Text excerpt:
_ _ _ _ _
The past 48 hours has been the most intense emotional roller coaster ride of my life.
We knew our lives changed the moment I peed on a stick November 23 and received a blue + sign in return, but I don't think anything could have prepped us for this.
March 7. I was counting down to this day from the first visit to the doctor about the baby. It was the day we would receive our ultrasound and find out if we were having a boy or a girl. The moment the image of the baby's face flashed on the screen, I was in love in a whole new way. I could see everything about this miracle--the jawline, the spine, the eye sockets, nose, fingers and toes--and it all was perfect. The nurse struggled to find "the parts" because this baby is a FIRECRACKER! Oh my, the baby was all over, flipping and whaling its arms and legs all around, but finally we saw. "It's a girl" she said nonchalantly and continued rolling over my belly for the next image. Rod's face was priceless at this moment, "What?!?" he stammered shocked that the baby wasn't the boy he was expecting. I don't remember any emotion or thought except "she is so beautiful, so precious!" I, surely like every other mother seeing her child for the first time, doesn't want the moments lying there to end. We continued into an examination room and my doctor walked in more somber that usual. "We are concerned about your baby's heart. The nurse can't get a good picture of all four chambers". I went numb--how could this be? My baby is totally healthy, totally perfect little ball of energy--NO WAY could she have any little thing wrong with her. We left with a bittersweet halo anxious for the next day for a more in-depth ultrasound.
_ _ _ _ _
Directions:
1: Answer these about the ultrasound post:
(a) On what date did the writer get a positive pregnancy test?
(b) What could the nurse not get a good picture of?
(c) Who had been expecting a boy?
2: Reproduce a passage from the ultrasound post word for word. Begin at the words "We knew our" and stop after "us for this.".

Extracted material:
_ _ _ _ _
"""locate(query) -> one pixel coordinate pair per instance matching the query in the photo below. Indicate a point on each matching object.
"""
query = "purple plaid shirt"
_ _ _ _ _
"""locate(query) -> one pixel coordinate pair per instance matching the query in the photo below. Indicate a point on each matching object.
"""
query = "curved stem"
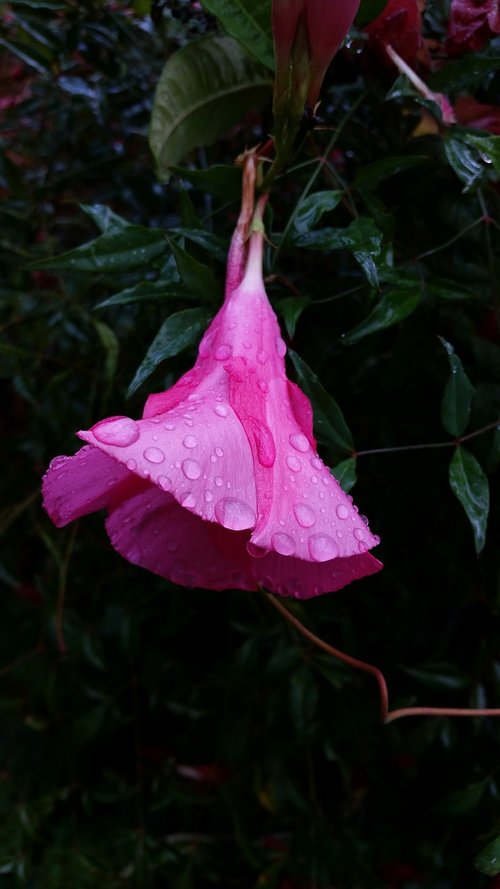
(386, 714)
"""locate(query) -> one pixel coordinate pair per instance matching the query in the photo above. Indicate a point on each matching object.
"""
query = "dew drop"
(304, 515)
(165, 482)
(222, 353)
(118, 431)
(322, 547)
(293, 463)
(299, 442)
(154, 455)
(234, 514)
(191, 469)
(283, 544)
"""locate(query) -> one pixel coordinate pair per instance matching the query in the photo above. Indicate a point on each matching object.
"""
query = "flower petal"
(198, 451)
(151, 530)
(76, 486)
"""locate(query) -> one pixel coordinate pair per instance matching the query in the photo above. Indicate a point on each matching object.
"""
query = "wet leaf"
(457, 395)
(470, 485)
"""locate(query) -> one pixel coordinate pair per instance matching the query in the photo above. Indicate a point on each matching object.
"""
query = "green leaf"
_ _ _ _ _
Your responses:
1:
(a) November 23
(b) All four chambers of the baby's heart
(c) Rod

2:
We knew our lives changed the moment I peed on a stick November 23 and received a blue + sign in return, but I don't think anything could have prepped us for this.